• WORK REQUIRED
From the line containing "Point out the girl's long" through the last line of the entries below, repeat each line word for word and leave out the rest.

• DATA IN THIS EXERCISE
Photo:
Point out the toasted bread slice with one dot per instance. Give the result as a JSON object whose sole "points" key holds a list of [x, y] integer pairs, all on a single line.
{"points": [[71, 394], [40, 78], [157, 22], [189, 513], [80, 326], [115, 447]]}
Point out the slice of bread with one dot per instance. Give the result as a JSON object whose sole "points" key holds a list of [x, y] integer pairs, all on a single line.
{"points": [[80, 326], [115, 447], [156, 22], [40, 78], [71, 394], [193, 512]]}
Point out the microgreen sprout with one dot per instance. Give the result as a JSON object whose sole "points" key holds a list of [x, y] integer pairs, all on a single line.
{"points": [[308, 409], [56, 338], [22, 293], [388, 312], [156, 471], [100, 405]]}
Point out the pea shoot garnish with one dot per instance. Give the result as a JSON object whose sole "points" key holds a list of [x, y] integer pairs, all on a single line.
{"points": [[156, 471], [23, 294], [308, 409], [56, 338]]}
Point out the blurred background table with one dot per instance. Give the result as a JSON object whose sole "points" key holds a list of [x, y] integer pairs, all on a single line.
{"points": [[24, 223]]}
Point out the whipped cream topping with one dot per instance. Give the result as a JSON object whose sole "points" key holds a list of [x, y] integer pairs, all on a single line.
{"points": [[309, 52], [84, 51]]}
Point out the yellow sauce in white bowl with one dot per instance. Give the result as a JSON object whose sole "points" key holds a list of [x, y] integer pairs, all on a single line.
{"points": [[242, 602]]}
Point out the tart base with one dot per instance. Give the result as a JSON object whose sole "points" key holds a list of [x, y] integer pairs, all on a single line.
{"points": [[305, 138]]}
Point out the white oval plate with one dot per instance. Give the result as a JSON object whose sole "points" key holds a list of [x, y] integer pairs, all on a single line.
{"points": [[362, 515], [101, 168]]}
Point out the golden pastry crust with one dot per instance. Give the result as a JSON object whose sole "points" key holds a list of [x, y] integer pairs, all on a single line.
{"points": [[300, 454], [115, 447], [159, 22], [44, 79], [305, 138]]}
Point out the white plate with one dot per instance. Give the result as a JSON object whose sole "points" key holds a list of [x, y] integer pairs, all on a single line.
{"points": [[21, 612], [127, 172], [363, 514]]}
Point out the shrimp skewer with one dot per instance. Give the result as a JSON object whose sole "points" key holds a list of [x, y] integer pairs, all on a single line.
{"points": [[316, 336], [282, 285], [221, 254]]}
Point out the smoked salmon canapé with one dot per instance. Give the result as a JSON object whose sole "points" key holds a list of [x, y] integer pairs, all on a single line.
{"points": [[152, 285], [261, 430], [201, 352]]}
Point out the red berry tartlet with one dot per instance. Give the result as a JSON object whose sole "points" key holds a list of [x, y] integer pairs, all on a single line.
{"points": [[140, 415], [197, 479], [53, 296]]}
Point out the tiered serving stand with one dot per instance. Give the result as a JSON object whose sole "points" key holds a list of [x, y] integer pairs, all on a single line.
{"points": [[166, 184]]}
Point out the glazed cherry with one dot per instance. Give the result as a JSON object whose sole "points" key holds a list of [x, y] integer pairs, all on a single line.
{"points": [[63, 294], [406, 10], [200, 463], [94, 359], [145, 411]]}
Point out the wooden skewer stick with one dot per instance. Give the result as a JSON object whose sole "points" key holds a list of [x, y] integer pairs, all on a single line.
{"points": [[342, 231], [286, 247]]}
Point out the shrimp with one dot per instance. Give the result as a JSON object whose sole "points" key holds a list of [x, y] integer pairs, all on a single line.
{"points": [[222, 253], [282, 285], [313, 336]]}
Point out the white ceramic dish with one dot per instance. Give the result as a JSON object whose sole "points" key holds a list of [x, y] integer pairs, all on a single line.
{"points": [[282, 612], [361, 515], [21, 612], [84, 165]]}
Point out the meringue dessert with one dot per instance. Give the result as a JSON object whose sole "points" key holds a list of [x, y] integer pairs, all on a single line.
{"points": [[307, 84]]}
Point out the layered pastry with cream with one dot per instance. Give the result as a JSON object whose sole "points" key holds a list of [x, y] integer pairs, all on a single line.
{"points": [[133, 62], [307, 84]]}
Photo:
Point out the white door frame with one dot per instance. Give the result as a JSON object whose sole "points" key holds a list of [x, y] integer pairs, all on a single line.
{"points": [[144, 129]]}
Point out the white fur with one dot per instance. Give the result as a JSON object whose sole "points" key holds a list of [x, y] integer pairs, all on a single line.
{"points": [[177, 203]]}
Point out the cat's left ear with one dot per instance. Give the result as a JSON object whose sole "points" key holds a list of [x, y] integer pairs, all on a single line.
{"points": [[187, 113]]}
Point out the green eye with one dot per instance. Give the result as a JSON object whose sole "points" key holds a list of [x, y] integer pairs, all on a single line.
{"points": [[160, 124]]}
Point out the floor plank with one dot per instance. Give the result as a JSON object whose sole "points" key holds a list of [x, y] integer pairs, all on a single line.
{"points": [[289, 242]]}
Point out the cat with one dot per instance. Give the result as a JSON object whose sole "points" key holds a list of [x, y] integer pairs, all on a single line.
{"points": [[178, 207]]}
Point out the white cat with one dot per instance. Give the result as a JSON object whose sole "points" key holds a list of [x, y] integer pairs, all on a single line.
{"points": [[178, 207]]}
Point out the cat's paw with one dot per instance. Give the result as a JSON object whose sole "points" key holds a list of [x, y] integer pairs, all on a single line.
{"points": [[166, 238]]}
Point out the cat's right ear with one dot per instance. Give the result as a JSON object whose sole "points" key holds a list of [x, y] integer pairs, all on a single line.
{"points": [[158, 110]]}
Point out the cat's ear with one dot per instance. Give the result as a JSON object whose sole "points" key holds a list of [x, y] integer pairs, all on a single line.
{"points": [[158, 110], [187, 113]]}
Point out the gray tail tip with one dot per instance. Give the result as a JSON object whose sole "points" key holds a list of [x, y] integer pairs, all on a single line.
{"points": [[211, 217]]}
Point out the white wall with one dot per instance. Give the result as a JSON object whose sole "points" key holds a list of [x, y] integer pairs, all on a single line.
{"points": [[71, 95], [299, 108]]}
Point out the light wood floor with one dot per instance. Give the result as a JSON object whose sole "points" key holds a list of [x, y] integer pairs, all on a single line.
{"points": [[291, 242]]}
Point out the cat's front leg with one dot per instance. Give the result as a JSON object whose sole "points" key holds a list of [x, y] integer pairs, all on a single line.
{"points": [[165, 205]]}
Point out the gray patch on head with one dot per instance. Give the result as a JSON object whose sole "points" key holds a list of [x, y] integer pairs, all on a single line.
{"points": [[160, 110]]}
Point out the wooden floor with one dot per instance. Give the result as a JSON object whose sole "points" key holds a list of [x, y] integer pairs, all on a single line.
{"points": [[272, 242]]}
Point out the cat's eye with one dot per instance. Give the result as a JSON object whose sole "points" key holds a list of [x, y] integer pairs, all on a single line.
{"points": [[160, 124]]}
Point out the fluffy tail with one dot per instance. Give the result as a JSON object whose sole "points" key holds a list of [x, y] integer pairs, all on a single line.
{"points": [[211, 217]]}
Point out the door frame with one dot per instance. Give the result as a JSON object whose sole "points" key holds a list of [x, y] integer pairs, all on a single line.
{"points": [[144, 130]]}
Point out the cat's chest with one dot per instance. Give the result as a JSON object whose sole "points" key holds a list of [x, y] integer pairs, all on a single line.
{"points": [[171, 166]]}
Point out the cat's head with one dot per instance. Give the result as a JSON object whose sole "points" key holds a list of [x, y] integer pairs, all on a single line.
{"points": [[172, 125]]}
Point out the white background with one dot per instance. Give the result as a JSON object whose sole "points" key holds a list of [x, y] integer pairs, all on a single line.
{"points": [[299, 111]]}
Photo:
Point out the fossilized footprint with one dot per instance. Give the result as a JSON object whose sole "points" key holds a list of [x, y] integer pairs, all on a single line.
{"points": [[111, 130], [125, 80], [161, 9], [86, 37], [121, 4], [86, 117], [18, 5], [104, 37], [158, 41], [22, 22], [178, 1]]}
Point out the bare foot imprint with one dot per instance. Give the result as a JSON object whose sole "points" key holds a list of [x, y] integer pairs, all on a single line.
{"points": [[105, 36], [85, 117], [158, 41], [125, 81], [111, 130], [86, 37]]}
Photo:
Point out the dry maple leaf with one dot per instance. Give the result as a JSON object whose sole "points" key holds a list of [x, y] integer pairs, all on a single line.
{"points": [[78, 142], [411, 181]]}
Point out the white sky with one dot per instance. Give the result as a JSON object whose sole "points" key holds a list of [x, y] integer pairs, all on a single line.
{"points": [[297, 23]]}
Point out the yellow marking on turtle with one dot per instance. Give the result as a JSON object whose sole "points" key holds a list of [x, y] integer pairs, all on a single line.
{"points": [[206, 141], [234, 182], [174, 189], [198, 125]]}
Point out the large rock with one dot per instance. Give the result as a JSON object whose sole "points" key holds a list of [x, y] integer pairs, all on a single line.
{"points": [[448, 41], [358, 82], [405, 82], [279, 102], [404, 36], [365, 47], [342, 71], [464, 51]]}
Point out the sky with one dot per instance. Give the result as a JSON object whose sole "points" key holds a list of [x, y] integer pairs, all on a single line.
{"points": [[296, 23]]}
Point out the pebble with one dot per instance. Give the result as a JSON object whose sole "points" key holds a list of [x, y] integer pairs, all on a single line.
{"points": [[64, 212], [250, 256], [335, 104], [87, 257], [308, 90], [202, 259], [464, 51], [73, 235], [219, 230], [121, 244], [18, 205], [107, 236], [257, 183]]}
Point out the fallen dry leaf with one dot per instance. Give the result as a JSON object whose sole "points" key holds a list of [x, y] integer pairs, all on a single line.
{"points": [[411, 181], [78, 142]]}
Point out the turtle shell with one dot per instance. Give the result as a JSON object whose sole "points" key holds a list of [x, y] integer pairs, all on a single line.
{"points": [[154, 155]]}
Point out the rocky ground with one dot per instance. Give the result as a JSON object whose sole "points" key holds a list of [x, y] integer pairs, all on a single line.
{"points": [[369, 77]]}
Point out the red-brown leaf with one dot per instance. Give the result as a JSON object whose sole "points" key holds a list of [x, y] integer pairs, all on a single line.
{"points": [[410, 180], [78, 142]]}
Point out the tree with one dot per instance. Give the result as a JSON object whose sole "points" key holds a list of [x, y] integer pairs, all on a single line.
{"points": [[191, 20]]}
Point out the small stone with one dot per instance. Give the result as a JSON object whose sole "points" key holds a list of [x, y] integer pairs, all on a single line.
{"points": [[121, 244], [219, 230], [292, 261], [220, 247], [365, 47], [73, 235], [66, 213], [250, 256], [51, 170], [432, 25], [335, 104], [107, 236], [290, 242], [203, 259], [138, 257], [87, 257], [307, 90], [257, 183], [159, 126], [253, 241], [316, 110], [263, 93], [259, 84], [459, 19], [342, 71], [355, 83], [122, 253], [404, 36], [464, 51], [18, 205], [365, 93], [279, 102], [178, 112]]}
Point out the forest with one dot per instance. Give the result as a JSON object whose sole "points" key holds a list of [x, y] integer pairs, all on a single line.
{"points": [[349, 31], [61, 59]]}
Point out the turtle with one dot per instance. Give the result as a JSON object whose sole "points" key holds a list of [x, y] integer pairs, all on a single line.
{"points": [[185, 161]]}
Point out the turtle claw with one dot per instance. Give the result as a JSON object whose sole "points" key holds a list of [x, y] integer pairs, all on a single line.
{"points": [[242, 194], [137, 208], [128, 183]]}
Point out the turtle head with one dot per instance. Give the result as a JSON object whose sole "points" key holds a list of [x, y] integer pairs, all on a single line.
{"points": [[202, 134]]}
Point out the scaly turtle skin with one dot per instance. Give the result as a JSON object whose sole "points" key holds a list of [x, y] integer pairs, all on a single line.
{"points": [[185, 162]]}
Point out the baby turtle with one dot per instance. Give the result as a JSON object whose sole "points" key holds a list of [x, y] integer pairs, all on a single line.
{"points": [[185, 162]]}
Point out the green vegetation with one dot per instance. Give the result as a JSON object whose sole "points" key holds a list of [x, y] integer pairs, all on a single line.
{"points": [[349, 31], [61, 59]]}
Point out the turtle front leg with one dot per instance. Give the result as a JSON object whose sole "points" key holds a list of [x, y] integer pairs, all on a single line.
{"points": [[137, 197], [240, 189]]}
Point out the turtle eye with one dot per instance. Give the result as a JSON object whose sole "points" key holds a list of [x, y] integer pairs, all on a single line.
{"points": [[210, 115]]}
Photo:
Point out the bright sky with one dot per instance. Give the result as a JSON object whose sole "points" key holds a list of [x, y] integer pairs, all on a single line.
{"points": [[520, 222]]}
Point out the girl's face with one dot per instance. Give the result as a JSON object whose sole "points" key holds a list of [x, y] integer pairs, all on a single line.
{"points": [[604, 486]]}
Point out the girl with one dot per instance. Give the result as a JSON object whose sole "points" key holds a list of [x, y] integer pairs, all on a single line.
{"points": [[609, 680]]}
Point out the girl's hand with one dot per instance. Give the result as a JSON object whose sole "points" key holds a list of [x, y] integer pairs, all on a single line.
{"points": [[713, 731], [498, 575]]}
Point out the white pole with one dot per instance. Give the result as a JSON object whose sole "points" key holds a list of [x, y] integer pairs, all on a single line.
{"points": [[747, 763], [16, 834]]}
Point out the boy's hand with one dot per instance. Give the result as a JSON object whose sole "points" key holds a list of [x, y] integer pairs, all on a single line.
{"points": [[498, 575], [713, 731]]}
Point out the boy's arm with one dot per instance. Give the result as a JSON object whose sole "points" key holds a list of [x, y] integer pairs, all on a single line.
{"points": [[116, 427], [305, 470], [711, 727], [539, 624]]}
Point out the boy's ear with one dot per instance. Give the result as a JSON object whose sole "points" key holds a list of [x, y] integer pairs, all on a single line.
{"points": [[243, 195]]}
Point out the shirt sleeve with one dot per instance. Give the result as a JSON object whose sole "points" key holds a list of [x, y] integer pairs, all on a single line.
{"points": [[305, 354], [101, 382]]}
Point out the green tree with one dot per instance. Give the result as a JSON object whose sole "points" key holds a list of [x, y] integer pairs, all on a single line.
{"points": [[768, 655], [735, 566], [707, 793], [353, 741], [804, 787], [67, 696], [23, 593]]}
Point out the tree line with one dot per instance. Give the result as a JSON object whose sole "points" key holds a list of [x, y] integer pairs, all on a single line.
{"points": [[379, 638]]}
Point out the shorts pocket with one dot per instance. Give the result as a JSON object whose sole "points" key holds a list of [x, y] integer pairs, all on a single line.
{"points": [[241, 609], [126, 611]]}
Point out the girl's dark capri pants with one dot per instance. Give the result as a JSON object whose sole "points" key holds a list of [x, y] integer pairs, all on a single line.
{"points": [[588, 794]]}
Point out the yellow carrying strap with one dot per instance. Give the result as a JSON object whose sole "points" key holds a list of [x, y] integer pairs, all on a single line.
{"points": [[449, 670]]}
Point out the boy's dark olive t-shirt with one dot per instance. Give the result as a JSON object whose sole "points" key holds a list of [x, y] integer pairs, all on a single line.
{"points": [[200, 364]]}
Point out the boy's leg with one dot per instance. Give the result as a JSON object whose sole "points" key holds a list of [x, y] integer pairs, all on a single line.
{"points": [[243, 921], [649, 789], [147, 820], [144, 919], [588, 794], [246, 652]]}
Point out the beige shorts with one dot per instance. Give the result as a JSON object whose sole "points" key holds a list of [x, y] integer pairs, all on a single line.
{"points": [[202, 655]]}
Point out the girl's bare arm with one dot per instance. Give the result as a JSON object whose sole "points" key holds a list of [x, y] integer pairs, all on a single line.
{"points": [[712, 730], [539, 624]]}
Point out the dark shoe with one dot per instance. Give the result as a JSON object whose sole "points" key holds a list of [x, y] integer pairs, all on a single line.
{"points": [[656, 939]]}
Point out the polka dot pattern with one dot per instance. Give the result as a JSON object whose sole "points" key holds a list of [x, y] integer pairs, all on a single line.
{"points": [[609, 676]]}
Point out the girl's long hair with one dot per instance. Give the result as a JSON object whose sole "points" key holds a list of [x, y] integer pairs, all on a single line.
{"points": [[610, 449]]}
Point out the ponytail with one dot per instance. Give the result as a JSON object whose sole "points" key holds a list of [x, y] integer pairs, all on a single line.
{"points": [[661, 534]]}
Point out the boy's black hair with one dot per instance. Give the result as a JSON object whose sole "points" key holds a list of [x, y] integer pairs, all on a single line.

• TASK RESULT
Point out the girl's long hair with one dot per instance. Give the result as a JSON object whose sole "points" key holds a list of [x, y] integer pairs, all on a single line.
{"points": [[610, 449]]}
Point out the ponytail with one dot per instance. Give the result as a JSON object whose sole "points" key holds a list of [x, y] integer pairs, all on a single line.
{"points": [[661, 534]]}
Point out the boy's black hair with one dot per instance. Give the result as a JSON object whose sole "points" key holds a list of [x, y] integer pairs, all on a single line.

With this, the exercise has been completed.